Studying Economics at the BA level, students develop the ability to critically reflect on economic realities, to understand economic aspects of complex global issues, and to engage in discussion and debate in any number of contexts. This major concentrates on the academic study of modern economic theory, as well as training in mathematics and applied econometrics.

The Economics major at SAS provides students with a wide range of tools for understanding current economic trends and how economics enhances our understanding of global societies. The interdisciplinary educational and research agenda at SAS encourages intensive dialogue between Economics and related fields of study. The structure of the major integrates mandatory study of the standard divisions of economics with the opportunity to apply economic theory to other disciplines available at SAS in independent research projects.

The Economics major at SAS guides students toward acquiring fundamental skills in the field of economics, which include analyzing socio-economic processes and intersectoral communication, working with statistical and analytical data, and developing design solutions in high uncertainty and rapid change for the environment. These skills are immediately applicable to possible careers in state and international organizations, as well as toward successful admission into masters programs in such areas as economics, sociology, history, law, finance, entrepreneurship, and international relations.

What will I study?

Mandatory Courses:

  • Microeconomics
  • Macroeconomics
  • Probability Theory
  • Statistics
  • Game Theory
  • Econometrics
  • Applied Economics
  • International Economics

The Film and Media Studies major deals with theoretical, historical, and critical approaches to audiovisual products – from film in all its forms and genres (fiction, experimental, documentary) to music video and advertising, and from popular culture to arthouse contexts, including television, video arts, installations, computer games, social networks, and their past, present and future permutations. The Film and Media Studies major explores:

  • production, distribution, and exhibition modes of audiovisual industries and how these influence the perception of various media products;
  • artistic, cultural, economic, and political implications of film and media projects;
  • all forms of transmediality, remediation, and convergence that define the present media landscape.

The Film and Media Studies major itself evolves perpetually in response to the rapid and expansive development of media industries.

The SAS allows to study film and media within a broad interdisciplinary context in an institution that brings together faculty from different disciplines and different countries trained at some of the world’s leading universities. You will learn to change your perspective and language rapidly and collaborate with philosophers, historians, performance artists, media sociologists and political theorists. You will deal with various theories, methodologies, analytical models, practices and critical approaches coming from psychoanalysis, semiotics, linguistics, Marxism, the literary theories of narrative, the theories of image and gender, postcolonial and cultural studies.

You will learn to think historically, theoretically, and analytically about all forms of audiovisual expression, from photography and cinema to online media within and across national traditions. You will also be able to take practical courses and learn how to create media products with the faculty teaching in SAS professional masters’ program Digital Cultures and Media Production .

_Work request_
Copy the part of the SAS program description that begins at the words "The Economics major at SAS guides" and stops after "will I study?", word for word.

_Source information_
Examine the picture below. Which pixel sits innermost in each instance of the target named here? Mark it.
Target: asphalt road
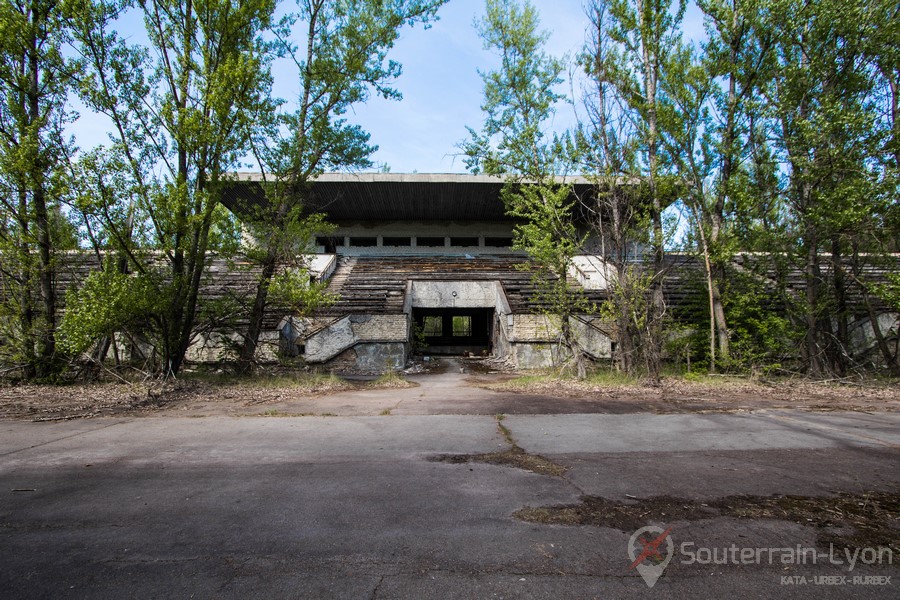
(355, 507)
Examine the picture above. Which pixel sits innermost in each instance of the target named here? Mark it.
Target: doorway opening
(454, 331)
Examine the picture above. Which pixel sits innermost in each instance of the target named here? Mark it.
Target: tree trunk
(257, 312)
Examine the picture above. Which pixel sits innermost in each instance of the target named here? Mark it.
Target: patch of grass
(391, 379)
(871, 519)
(611, 378)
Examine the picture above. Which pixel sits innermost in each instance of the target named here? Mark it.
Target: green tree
(520, 97)
(35, 77)
(184, 110)
(607, 150)
(825, 120)
(344, 61)
(643, 34)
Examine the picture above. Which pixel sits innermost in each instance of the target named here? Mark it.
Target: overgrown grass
(391, 379)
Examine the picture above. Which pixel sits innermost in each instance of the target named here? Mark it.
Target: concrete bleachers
(377, 285)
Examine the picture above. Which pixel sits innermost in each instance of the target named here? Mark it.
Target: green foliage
(292, 289)
(889, 292)
(519, 97)
(107, 303)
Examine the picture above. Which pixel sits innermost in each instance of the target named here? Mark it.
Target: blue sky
(440, 85)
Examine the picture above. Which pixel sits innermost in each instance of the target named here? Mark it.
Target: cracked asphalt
(352, 507)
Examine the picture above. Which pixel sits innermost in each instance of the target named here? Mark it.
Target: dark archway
(454, 331)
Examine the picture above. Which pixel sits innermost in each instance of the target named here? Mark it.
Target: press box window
(462, 326)
(433, 326)
(396, 242)
(464, 241)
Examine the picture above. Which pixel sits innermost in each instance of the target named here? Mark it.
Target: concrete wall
(414, 230)
(352, 330)
(371, 357)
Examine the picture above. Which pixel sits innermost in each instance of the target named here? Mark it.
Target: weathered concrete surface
(352, 507)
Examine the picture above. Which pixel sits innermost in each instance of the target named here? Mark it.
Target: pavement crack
(374, 594)
(65, 437)
(514, 456)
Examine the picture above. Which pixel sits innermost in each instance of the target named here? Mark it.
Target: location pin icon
(650, 549)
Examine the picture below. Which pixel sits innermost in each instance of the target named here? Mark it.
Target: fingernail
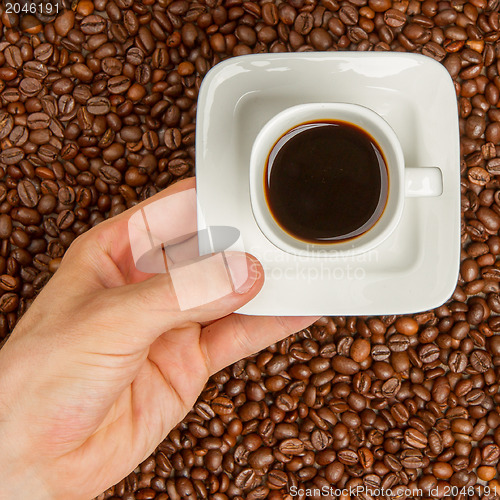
(242, 277)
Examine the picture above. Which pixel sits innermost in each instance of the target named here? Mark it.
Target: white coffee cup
(403, 181)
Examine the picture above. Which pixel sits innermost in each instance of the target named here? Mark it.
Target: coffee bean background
(97, 113)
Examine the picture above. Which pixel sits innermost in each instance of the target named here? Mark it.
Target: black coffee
(326, 181)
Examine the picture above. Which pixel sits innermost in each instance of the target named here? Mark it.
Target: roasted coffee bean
(98, 106)
(11, 156)
(98, 113)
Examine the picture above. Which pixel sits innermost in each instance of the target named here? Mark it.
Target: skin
(104, 364)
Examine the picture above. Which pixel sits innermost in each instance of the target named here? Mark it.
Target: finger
(135, 315)
(237, 336)
(105, 252)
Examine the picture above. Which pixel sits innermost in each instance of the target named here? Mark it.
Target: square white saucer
(416, 268)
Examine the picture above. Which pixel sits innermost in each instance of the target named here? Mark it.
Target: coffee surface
(326, 181)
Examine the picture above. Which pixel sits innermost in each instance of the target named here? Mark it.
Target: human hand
(105, 363)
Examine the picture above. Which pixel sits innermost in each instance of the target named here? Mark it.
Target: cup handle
(423, 182)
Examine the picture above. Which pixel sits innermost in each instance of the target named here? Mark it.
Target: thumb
(198, 291)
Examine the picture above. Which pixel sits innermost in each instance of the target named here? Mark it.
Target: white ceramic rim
(377, 128)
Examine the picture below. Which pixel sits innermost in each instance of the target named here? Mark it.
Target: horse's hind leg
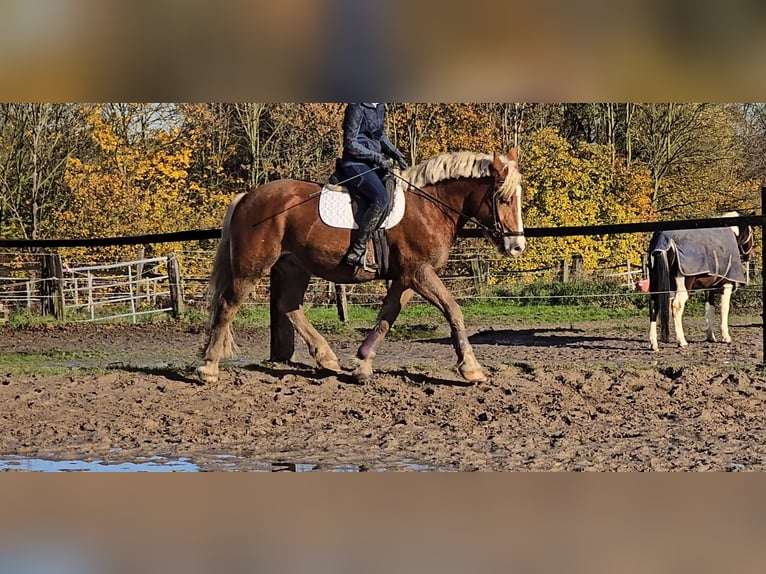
(294, 281)
(677, 306)
(427, 283)
(725, 300)
(221, 340)
(396, 297)
(710, 315)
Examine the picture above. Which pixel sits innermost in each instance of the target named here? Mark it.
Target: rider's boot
(354, 257)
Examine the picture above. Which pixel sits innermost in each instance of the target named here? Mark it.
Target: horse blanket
(711, 252)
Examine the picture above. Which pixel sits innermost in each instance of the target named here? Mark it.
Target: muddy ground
(590, 396)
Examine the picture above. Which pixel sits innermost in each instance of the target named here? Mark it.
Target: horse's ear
(497, 163)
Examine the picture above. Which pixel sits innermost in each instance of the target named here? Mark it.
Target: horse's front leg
(427, 283)
(710, 316)
(396, 298)
(725, 301)
(677, 306)
(293, 281)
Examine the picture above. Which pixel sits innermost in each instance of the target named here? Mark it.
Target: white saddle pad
(335, 207)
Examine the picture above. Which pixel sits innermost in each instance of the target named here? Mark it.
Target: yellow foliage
(573, 186)
(131, 190)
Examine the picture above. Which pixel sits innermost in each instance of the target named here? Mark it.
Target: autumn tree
(35, 141)
(138, 182)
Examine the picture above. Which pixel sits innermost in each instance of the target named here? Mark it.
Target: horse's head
(745, 236)
(746, 241)
(505, 202)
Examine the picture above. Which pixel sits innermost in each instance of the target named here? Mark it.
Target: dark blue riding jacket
(364, 135)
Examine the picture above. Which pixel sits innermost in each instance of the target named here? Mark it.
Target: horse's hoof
(205, 376)
(333, 366)
(473, 375)
(361, 378)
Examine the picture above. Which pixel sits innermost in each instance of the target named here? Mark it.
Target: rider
(364, 164)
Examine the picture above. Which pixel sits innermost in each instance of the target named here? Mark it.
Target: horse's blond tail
(222, 277)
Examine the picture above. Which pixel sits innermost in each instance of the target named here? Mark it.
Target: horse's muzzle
(514, 245)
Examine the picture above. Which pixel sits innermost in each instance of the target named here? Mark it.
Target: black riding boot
(354, 257)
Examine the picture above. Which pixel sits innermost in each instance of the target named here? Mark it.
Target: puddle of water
(183, 464)
(155, 464)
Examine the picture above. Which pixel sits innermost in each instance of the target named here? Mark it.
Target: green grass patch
(53, 363)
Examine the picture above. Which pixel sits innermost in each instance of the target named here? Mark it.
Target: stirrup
(369, 267)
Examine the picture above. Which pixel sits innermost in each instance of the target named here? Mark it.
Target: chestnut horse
(277, 226)
(728, 246)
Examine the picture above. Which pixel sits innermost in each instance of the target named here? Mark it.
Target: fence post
(577, 266)
(52, 286)
(763, 274)
(176, 285)
(139, 271)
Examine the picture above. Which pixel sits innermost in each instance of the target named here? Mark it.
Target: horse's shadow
(280, 370)
(541, 337)
(173, 373)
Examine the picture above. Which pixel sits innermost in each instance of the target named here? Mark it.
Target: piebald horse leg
(396, 298)
(427, 283)
(653, 302)
(725, 300)
(295, 280)
(677, 307)
(710, 315)
(221, 339)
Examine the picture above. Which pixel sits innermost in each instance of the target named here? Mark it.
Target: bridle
(747, 243)
(498, 231)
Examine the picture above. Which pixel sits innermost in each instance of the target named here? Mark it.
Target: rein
(497, 231)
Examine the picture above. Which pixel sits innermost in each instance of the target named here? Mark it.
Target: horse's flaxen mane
(454, 165)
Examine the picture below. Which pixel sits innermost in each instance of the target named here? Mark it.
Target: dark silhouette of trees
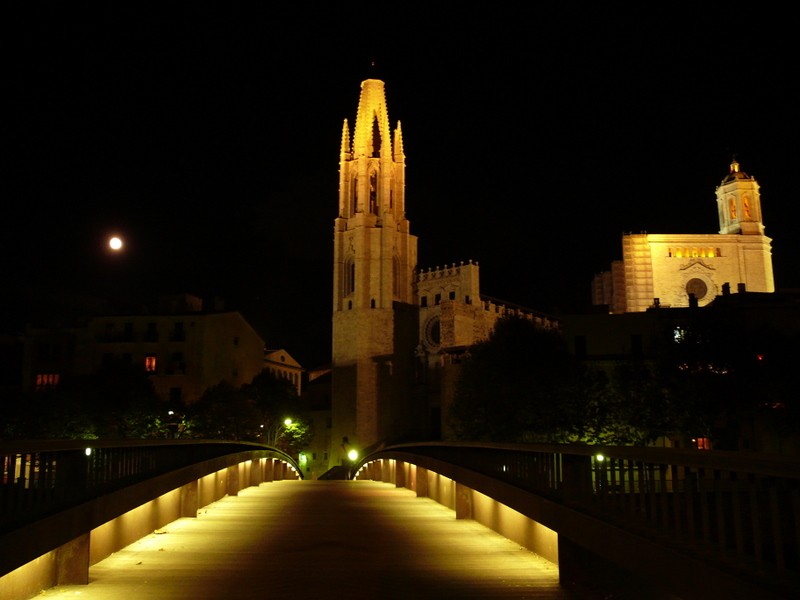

_Task answer_
The Economics major at SAS guides students toward acquiring fundamental skills in the field of economics, which include analyzing socio-economic processes and intersectoral communication, working with statistical and analytical data, and developing design solutions in high uncertainty and rapid change for the environment. These skills are immediately applicable to possible careers in state and international organizations, as well as toward successful admission into masters programs in such areas as economics, sociology, history, law, finance, entrepreneurship, and international relations.

What will I study?